### Task to complete
The word "piano" may appear in some of the lines below. State how many lines contain it, and write only that number.

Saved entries
»»

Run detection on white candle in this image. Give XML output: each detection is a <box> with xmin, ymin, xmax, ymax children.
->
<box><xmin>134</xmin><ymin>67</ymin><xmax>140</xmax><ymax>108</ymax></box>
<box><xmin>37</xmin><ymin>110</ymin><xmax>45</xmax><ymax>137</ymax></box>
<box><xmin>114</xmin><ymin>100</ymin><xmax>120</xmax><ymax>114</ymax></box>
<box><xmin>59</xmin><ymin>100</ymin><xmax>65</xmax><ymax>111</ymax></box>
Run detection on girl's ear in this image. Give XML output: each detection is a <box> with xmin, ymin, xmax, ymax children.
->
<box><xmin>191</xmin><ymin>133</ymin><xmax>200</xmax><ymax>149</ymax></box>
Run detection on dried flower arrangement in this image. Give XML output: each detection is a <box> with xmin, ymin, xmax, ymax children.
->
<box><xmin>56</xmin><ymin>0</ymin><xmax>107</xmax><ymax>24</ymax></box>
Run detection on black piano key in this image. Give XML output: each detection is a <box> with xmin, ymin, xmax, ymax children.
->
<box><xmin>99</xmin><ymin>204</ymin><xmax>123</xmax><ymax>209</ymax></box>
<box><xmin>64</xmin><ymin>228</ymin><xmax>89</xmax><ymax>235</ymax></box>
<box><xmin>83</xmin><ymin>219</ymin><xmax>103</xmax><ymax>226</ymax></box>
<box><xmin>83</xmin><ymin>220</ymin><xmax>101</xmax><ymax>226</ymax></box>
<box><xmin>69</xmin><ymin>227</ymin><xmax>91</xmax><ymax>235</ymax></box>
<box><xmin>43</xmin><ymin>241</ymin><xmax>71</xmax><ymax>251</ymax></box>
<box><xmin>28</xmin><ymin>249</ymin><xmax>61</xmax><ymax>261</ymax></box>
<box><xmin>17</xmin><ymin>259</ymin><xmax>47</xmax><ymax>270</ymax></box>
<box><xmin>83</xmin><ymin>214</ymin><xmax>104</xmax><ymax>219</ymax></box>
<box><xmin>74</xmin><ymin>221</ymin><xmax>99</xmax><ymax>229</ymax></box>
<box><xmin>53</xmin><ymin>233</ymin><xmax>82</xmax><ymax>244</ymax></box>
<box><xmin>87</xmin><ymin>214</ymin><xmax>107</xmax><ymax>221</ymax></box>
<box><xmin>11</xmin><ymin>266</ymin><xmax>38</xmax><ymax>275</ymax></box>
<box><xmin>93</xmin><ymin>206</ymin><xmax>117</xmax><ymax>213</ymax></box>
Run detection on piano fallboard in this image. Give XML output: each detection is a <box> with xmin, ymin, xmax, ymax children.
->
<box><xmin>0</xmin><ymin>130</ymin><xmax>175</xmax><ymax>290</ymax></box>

««

### Output of the exercise
2